Ciao ciao maschio. Philip Zimbardo teme un futuro popolato di uomini non cresciuti
Il declino di un genere. Colpa dei padri assenti e della rivoluzione digitale. L’élite del futuro, dicono gli psicologi, sarà femminile
La mascolinità è una stella di latta che brilla sempre meno. Il sintomo è monitorato negli Stati Uniti, dove il suo declino è probabilmente uno degli ingredienti che ribollono nel pentolone del trumpismo. Lo dice lo studio di un famoso psicologo, Philip Zimbardo, che di ruoli sociali se ne intende: è l’autore del celebre esperimento sulle dinamiche di rapporto tra detenuti e guardie carcerarie, che dimostrò come un gruppo di studenti dell’Università di Stanford – messi nella stessa situazione e nei panni di – agivano esattamente i ruoli del condannato e del sorvegliante, senza averne in alcun modo le caratteristiche, la cultura, la storia o le attitudini.
La rivoluzione digitale, che falcidia posti di lavoro e fornisce rifugi mentali per ragazzi in fuga da realtà poco gratificanti, aggraverebbe l’eclissi o comunque funziona da detonatore: ecco perché lo studio di Philip Zimbardo e Nikita D. Coulombe, pubblicato in Italia da Franco Angeli a cura di Salvatore Cianciabella, è intitolato Maschi in difficoltà: Perché il digitale crea sempre più problemi alla nuova generazione e come aiutarla. Negli Stati Uniti, dove la crisi della famiglia è cominciata molto prima ed è un dato storico acquisito, affiora la punta dell’iceberg che sta crescendo sotto i nostri piedi in tutto il mondo sviluppato. Ma di che cosa è fatta la montagna sommersa? I ragazzi sono coinvolti, più delle femmine, da alcuni cambiamenti ormai strutturali: l’assenza della figura paterna per cui solo un bambino su due – la metà – ha la possibilità di costruire la propria autostima misurandosi e confrontandosi con un uomo che vive in casa; la femminilizzazione dell’insegnamento, per cui un supporto educativo maschile non lo si trova neppure a scuola; la competizione con le ragazze che stanno scalando il cielo con i migliori risultati scolastici, fatto che di per sé non costituisce minaccia ma certamente è una novità da metabolizzare anche affettivamente; la possibilità di compensare le frustrazioni in mondi virtuali, dove tutto è accessibile subito e senza sforzo, peggiorando così i deficit di attenzione (bambini e adolescenti, con numeri stratosferici di ore davanti a uno schermo, ne soffrono 5-6 volte più delle ragazze); l’assenza di alternative psicologiche e culturali accettabili a una visione egemonica della mascolinità per cui se non sei dominante, sei un mollusco.

- Materiale
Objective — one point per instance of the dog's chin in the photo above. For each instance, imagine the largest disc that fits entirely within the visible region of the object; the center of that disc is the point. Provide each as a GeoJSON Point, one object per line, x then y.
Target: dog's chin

- Esercizio breve 1
Nell'articolo sul declino della mascolinità, quale editore ha pubblicato in Italia lo studio di Zimbardo e Coulombe, e a cura di chi?
- Esercizio breve 2
Traduci in inglese questa frase dell'articolo sul declino della mascolinità: "La mascolinità è una stella di latta che brilla sempre meno."
- Esercizio breve 3
Trascrivi dall'articolo sul declino della mascolinità il passo che comincia con le parole "Ciao ciao maschio." e si ferma dopo "o le attitudini.".
Il materiale non ha alcun ruolo in questo lavoro.

- Risposta completa 1
Lo ha pubblicato Franco Angeli, a cura di Salvatore Cianciabella.

- Risposta completa 2
Masculinity is a tin star that shines less and less.

- Risposta completa 3
Ciao ciao maschio. Philip Zimbardo teme un futuro popolato di uomini non cresciuti
Il declino di un genere. Colpa dei padri assenti e della rivoluzione digitale. L’élite del futuro, dicono gli psicologi, sarà femminile
La mascolinità è una stella di latta che brilla sempre meno. Il sintomo è monitorato negli Stati Uniti, dove il suo declino è probabilmente uno degli ingredienti che ribollono nel pentolone del trumpismo. Lo dice lo studio di un famoso psicologo, Philip Zimbardo, che di ruoli sociali se ne intende: è l’autore del celebre esperimento sulle dinamiche di rapporto tra detenuti e guardie carcerarie, che dimostrò come un gruppo di studenti dell’Università di Stanford – messi nella stessa situazione e nei panni di – agivano esattamente i ruoli del condannato e del sorvegliante, senza averne in alcun modo le caratteristiche, la cultura, la storia o le attitudini.